* Excerpted passage
Bank of America flags prediction markets as emerging credit risk

Bank of America flags prediction markets as emerging credit risk
Strategists issue warning on sports betting among investors as Robinhood goes all-in on its events contracts business.
NOV 26, 2025

As prediction markets and sports betting take off across financial services platforms, Bank of America is cautioning lenders about a brewing credit problem.

A new note from the bank's strategists warned that the explosive growth in both sports gambling and prediction market platforms – particularly since the Supreme Court struck down the federal ban on sports betting – poses a novel threat to consumer finances and lender balance sheets. These markets, which allow users to trade financial contracts tied to the outcomes of sports games, elections, and other events, are designed with mobile-first interfaces and gamified features that encourage frequent, impulsive wagering, particularly among younger and lower-income consumers.

The concern isn't theoretical. One joint study by researchers from the UCLA Anderson School of Management and the University of Southern California, which found that in states allowing online betting, average credit scores drop by nearly 1% after about four years, while bankruptcy likelihood increases by 28%. Debt sent to collection agencies also rises by 8%.

BofA strategists noted that "easy access and gamified interfaces encourage frequent and impulsive wagers," creating what they described as "heightened behavioral risk that could pressure credit quality, increase delinquencies, and impact earnings for issuers and subprime lenders."

* Data to examine
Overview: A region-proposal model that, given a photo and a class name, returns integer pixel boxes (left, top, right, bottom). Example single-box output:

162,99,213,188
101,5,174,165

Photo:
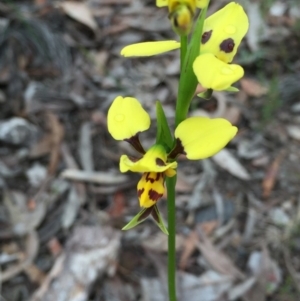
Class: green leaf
156,101,173,152
224,86,240,92
122,207,153,230
175,7,207,125
151,205,169,235
197,89,213,99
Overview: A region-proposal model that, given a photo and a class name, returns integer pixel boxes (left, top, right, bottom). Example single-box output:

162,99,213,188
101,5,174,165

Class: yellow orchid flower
137,172,165,208
121,0,249,59
107,96,150,140
201,2,249,63
193,53,244,91
121,0,249,91
107,96,237,230
175,117,237,160
120,144,177,172
156,0,208,10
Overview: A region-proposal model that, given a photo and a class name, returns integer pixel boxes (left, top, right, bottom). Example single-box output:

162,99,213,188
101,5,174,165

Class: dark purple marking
148,189,163,202
220,38,235,53
155,158,166,166
201,30,212,44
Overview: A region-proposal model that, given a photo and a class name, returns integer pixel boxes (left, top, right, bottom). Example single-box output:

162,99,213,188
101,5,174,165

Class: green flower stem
166,175,177,301
166,7,207,301
180,35,188,71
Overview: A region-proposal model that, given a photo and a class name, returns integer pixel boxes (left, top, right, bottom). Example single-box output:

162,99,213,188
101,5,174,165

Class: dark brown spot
146,172,155,184
128,156,140,162
220,38,235,53
155,158,166,166
138,188,145,197
148,189,163,202
124,133,146,154
201,30,212,44
151,206,160,223
168,138,186,159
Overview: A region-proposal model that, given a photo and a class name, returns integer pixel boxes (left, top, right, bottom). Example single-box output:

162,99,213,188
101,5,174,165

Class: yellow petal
175,117,237,160
200,2,249,63
107,96,150,140
156,0,169,7
120,145,177,172
169,1,195,36
137,172,165,208
121,40,180,57
193,53,244,91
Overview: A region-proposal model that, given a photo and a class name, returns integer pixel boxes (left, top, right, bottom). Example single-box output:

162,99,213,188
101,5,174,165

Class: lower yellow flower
120,144,177,172
137,172,165,208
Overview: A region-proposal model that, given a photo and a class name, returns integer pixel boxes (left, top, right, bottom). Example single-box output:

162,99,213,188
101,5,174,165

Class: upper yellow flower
200,2,249,63
193,53,244,91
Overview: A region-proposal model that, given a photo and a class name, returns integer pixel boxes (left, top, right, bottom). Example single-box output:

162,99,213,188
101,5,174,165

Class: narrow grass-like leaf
151,205,169,235
156,101,173,152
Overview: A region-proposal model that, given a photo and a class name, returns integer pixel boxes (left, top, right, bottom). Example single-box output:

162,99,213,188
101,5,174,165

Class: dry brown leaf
241,78,268,97
0,231,39,283
197,226,245,279
179,231,198,270
108,192,125,218
262,152,284,198
46,111,64,175
59,1,98,31
200,220,219,235
30,226,121,301
212,149,250,180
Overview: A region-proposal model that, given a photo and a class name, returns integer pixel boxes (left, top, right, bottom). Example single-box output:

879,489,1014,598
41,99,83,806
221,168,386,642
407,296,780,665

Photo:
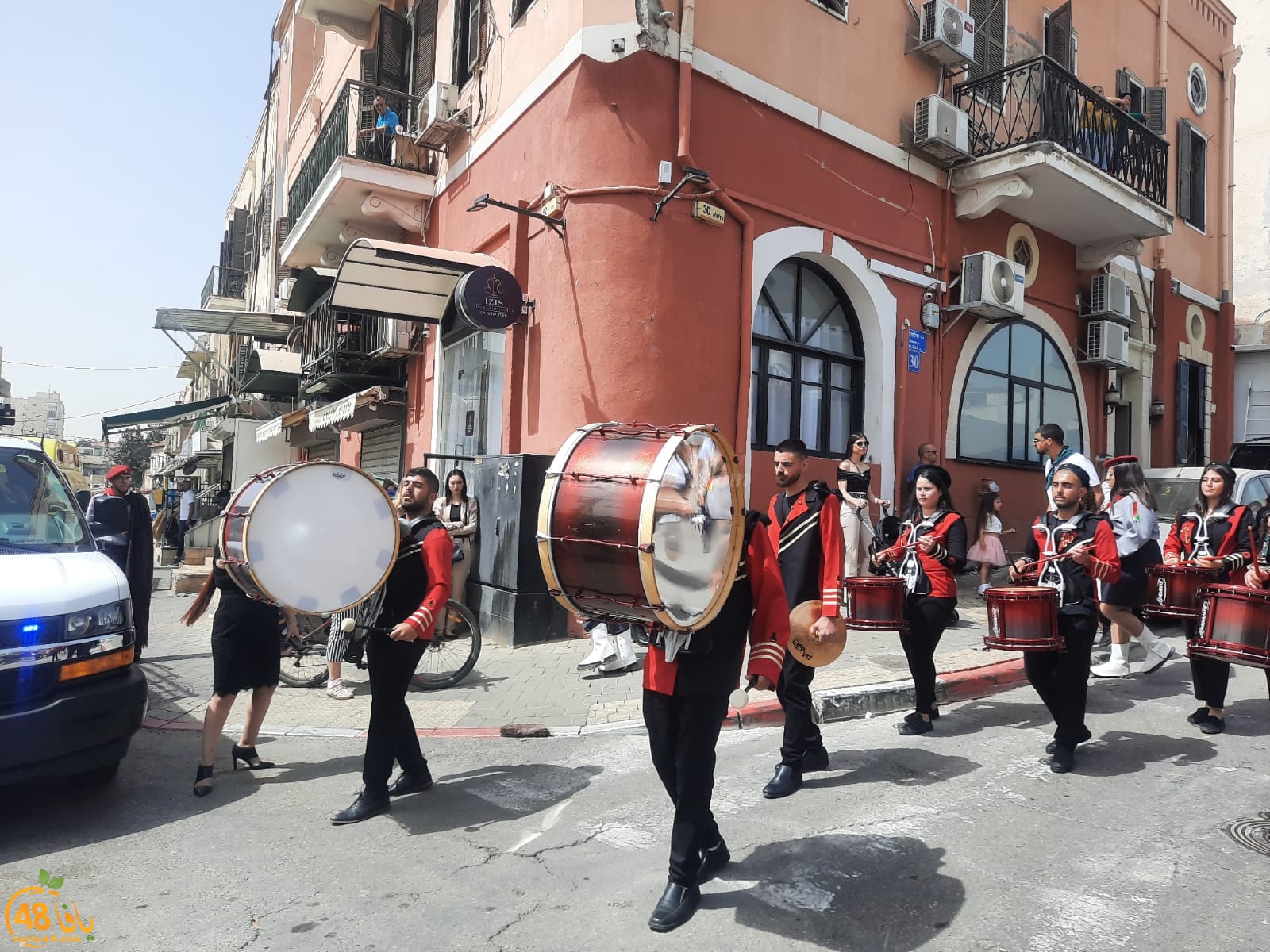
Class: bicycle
278,599,480,690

* Task item A
In the article about Bank of America's warning on prediction markets, how much does bankruptcy likelihood rise in states that allow online betting?
* Task item B
Carry the article about Bank of America's warning on prediction markets forward from its last sentence.
The items are separate material and are not part of the article about Bank of America's warning on prediction markets.

* Written reply A
It rises by 28%.

* Written reply B
The warning extends to lenders specializing in subprime credit, including Bread Financial Holdings, Upstart Holdings, and OneMain Holdings, which the bank identified as most exposed to lower-income, credit-stressed consumers. Already, a US News survey found that one in four bettors report missing bill payments, while 45% lack sufficient savings to cover living costs for three to six months.

Earlier this month, Rick Wurster, chief executive of Charles Schwab, aired similar concerns about how the "conflation between gambling and investing" threatens financial literacy. He pointed out that "only 5% of the people that go on gambling apps pull out more money than they put into the gambling app," a stark contrast to long-term investing outcomes.

“I just don't want young people in our country that think that betting on the Monday Night Football game is equivalent to being invested for the long term in stocks and bonds,” Wurster told an audience in his keynote session to RIAs at the Schwab IMPACT conference.

Meanwhile, platforms like Robinhood are accelerating into the space, adding new features that make prediction markets function more like traditional sportsbooks. The retail brokerage's customers traded 2.5 billion prediction-market contracts in October alone, primarily on sports.

Robinhood is aiming to go even bigger in the prediction markets business, announcing plans on Tuesday to launch a futures and derivatives exchange with market maker Susquehanna as a means to expand its events contracts around sports, elections, and other events.

Prediction markets have gained explosive traction beyond Robinhood, with competing platforms Kalshi and Polymarket seeing monthly notional trading volume exceed $8.5 billion for the first time in October.

But while proponents argue these exchanges offer fairer pricing than traditional sportsbooks, Bank of America strategists argue the distinction is semantic. The platforms' design deliberately mirrors sports betting apps, the bank said, "blurring the line between investing and gambling."